AVAILABLE RECORDS START

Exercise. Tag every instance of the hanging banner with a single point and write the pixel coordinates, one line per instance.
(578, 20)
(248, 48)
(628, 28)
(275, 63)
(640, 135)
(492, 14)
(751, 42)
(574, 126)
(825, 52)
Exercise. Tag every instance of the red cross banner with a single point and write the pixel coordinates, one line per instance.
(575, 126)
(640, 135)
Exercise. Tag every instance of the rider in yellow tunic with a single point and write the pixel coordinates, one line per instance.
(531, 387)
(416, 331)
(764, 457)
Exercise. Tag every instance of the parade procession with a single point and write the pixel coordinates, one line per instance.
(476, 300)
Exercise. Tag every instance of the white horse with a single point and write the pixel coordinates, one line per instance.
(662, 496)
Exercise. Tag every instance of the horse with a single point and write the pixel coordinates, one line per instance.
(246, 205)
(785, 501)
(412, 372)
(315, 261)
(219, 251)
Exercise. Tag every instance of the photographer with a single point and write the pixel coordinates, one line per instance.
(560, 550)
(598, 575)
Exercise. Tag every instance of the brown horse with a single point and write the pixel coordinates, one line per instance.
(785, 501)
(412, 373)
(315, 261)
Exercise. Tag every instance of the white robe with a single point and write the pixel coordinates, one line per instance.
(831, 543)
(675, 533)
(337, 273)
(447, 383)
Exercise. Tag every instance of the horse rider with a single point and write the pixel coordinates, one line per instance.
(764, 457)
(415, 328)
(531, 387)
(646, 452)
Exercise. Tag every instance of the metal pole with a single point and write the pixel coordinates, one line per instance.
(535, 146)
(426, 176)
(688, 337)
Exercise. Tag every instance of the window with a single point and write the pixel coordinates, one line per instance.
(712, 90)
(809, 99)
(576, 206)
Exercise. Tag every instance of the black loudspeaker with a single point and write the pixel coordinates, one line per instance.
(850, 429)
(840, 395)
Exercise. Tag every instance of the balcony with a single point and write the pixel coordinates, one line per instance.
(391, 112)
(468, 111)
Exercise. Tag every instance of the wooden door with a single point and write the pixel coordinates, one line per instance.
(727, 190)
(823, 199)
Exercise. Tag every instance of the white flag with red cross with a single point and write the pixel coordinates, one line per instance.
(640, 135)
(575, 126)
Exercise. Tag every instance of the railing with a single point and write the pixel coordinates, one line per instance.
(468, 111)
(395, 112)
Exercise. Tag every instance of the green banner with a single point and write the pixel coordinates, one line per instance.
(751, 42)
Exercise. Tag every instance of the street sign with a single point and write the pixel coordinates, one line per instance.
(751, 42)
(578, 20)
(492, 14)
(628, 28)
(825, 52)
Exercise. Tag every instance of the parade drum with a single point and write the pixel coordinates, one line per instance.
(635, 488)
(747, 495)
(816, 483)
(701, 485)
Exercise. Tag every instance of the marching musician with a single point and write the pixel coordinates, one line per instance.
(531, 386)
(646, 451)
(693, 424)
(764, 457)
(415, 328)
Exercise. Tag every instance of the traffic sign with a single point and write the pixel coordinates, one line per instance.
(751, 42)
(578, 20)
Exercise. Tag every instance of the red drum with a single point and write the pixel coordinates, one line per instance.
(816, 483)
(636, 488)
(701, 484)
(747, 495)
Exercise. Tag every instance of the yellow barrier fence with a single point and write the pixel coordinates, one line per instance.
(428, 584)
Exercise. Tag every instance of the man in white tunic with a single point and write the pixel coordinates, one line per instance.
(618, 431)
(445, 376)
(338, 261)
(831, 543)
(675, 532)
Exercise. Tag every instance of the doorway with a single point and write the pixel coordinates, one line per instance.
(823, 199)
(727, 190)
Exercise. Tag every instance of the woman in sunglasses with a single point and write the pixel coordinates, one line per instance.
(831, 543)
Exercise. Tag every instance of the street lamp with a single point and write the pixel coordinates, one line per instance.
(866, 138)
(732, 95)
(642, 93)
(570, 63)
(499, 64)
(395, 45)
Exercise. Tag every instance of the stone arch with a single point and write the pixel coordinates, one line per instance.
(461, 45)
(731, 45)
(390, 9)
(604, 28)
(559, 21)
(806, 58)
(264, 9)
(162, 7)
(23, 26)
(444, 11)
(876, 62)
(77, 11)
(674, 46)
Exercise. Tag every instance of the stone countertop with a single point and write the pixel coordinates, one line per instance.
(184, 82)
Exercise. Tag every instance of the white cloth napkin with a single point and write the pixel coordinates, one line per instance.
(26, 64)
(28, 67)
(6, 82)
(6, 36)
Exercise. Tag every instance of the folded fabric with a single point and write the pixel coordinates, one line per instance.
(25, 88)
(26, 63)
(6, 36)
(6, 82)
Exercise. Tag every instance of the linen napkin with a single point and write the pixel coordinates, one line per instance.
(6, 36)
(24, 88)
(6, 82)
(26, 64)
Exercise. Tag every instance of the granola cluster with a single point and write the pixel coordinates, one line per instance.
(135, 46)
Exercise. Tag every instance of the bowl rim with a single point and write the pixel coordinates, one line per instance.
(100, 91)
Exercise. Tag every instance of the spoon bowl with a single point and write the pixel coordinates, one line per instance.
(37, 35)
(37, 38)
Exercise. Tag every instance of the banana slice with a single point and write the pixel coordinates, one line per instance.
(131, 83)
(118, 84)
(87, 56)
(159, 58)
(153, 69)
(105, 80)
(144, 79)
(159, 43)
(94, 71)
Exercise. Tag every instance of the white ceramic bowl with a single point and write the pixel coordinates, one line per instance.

AVAILABLE RECORDS END

[WHAT THE TASK REQUIRES] Reproduce, please, every line of the records above without alteration.

[ANSWER TO THIS TASK]
Exercise. Tag every instance of the hanging banner with a single point and write the pixel coordinates, one line per instance.
(578, 20)
(248, 48)
(628, 28)
(275, 63)
(640, 135)
(492, 14)
(751, 42)
(574, 126)
(825, 52)
Exercise. Tag every instance of the red cross banner with a single point and write the pixel coordinates, one line per instance.
(575, 126)
(640, 135)
Exercise. Tag every instance of the rider in yellow tunic with a single point and write the pixel coordinates, one line per instance.
(531, 387)
(416, 331)
(764, 457)
Exercise. Tag every instance of the parade procession with a single point and write the pixel coordinates, one line per instance.
(476, 300)
Exercise. Tag every instance of the white horse with a single point and write the pixel coordinates, one line per instance.
(662, 496)
Exercise. Tag every instance of the horse with a single point and write the pixel coordinates, one line per instance.
(246, 205)
(785, 501)
(412, 372)
(315, 261)
(219, 251)
Exercise. Tag every instance of the photographer with a single point and write the pixel coordinates, one line per instance.
(560, 550)
(598, 575)
Exercise. Tag every instance of the brown horse with a single point and write the pixel coordinates, one line per instance.
(785, 501)
(412, 373)
(315, 261)
Exercise. Tag every instance of the white robe with a single point and write the pixel coordinates, one line per instance.
(831, 543)
(675, 533)
(337, 273)
(447, 383)
Exercise. Tag every instance of the horse rider with a single point and write the pixel coordinates, one line per instance.
(764, 457)
(415, 328)
(531, 387)
(646, 452)
Exercise. Tag every instance of the metal pole with a single point and write the pixel coordinates, one line per instance.
(535, 146)
(426, 176)
(688, 337)
Exercise. Tag every instance of the window with a single point and write the pixel coordinates, one line per instance.
(712, 90)
(809, 99)
(576, 206)
Exercise. Tag every instance of the black loudspeaker with a single point and write the pixel coordinates, one line per instance.
(850, 429)
(840, 395)
Exercise. Tag every instance of the balcony with a single point and write the pixel coordinates, one line per instance.
(391, 112)
(468, 111)
Exercise. Tag every instance of the wooden door with a single point and write the pixel coordinates, one line per instance.
(727, 190)
(823, 199)
Exercise. Tag every instance of the white flag with red cross with a single point and write the pixel coordinates, one line per instance.
(640, 135)
(575, 126)
Exercise. Tag every instance of the railing with a single point and write the pixel coordinates, one line per instance.
(468, 111)
(395, 112)
Exercise. Tag every instance of the green banner with a single point and write the pixel coordinates, one line per instance.
(751, 42)
Exercise. Tag every instance of the street sign with a single point and write the pixel coordinates, one line per instance.
(751, 42)
(578, 20)
(492, 14)
(628, 28)
(825, 52)
Exercise. Tag every instance of the parade drum with a single point and write the pixel coordinates, one line per instance.
(635, 488)
(747, 495)
(816, 483)
(701, 485)
Exercise. Tag every instance of the marching musician with a single point and write the pixel coordinates, one line per instance.
(531, 386)
(646, 451)
(693, 424)
(764, 457)
(415, 328)
Exercise. Tag every instance of the traffic sign with a single point and write the pixel coordinates, one line per instance.
(751, 42)
(578, 20)
Exercise. Tag every instance of the red drum with a single point and write the pixel coordinates, one line per instance.
(816, 483)
(636, 488)
(701, 484)
(747, 495)
Exercise. Tag every instance of the yellow barrier fence with a single point and write the pixel coordinates, one line per instance.
(428, 584)
Exercise. Tag every instance of the man in white tunic with a single point and write the pixel coordinates, one line per instance.
(618, 431)
(445, 376)
(338, 261)
(831, 543)
(675, 532)
Exercise. Tag every instance of the doorway with a single point and write the pixel coordinates, one line per instance.
(823, 199)
(727, 190)
Exercise. Tag every instance of the woman in sunglasses with a single point and write the pixel coordinates, one line per instance.
(831, 543)
Exercise. Tag every instance of the street lamp with a single point and write the pixel coordinates, one line per instance.
(866, 138)
(732, 95)
(642, 93)
(570, 63)
(499, 64)
(395, 45)
Exercise. Tag every instance of the stone arch with a single point and write the pixel coordinates, one line per instance.
(461, 45)
(731, 45)
(390, 9)
(604, 28)
(559, 21)
(806, 58)
(264, 9)
(162, 7)
(23, 26)
(444, 11)
(876, 62)
(77, 11)
(674, 46)
Exercise. Tag every instance of the stone countertop with a single point and write the pixel coordinates, one line per instance.
(184, 82)
Exercise. Tag every instance of the white cloth napkin with a single point and write the pixel coordinates, one line per instance.
(26, 64)
(28, 67)
(6, 82)
(6, 36)
Exercise. Tag every instance of the folded fabric with a single point and write the pixel coordinates, one line per instance.
(25, 88)
(26, 63)
(6, 36)
(6, 82)
Exercise. Tag every instance of the linen napkin with a single point and write the pixel coordinates, one line per instance.
(6, 36)
(24, 88)
(6, 82)
(26, 64)
Exercise. Tag every instance of the granola cluster with a single point and write the pixel coordinates, one line per instance.
(135, 46)
Exercise. Tag every instance of the bowl rim with a single point and write the pixel coordinates, one line per instance.
(100, 91)
Exercise. Tag every instance of the spoon bowl with a single point and write the pixel coordinates, one line per instance.
(37, 35)
(37, 38)
Exercise. Tag every instance of the banana slice with a single point and write the pixel coordinates, one line per instance.
(131, 83)
(118, 84)
(87, 56)
(159, 58)
(153, 69)
(105, 80)
(144, 79)
(159, 43)
(94, 71)
Exercise. Tag every instance of the white ceramic bowl with a single point and write the pixel coordinates, one line per instance.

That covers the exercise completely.